Data records
::::::
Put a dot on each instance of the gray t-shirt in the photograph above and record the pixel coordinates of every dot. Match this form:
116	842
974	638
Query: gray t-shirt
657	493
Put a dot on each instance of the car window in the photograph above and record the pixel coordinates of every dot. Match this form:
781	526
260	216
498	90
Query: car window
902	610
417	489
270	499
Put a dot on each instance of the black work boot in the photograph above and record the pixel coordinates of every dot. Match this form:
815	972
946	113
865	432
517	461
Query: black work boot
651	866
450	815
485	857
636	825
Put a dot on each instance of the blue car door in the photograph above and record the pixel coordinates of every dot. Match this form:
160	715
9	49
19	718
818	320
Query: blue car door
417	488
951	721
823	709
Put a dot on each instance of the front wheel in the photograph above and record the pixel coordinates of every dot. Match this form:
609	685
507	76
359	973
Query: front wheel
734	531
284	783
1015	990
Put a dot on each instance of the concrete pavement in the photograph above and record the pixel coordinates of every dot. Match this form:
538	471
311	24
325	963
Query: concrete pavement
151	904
::::::
Copy all of the material above line for line, changing nothing.

Put a dot on each instance of the gray t-shirt in the photograph above and record the pixel coordinates of every dot. Match this form:
116	842
974	638
Query: gray t-shirt
657	493
Put a dot on each instance of the car window in the photograph above and record the pixel coordinates of every dot. Match this form:
781	526
260	216
498	90
Query: car window
902	610
417	489
270	499
Put a dot on each instance of the black work boot in the photograph above and record the pixel coordinates of every dot. Match this form:
815	972
946	113
865	432
517	461
Query: black work boot
651	866
450	815
485	857
636	825
Put a dot on each instance of the blue car door in the photograph above and record the pixel coordinates of every dot. Match this form:
160	715
9	49
19	718
818	320
Query: blue car door
417	488
951	721
823	709
Put a dot on each instance of the front wheel in the photograph above and record the pixel coordinates of every dot. Match this form:
609	685
507	76
359	973
Query: front wheel
734	531
284	783
1015	990
Put a dot on each instance of the concrete pavement in the photograph above and record the pixel coordinates of every dot. Match this form:
538	471
311	24
325	963
Query: concrete pavement
151	904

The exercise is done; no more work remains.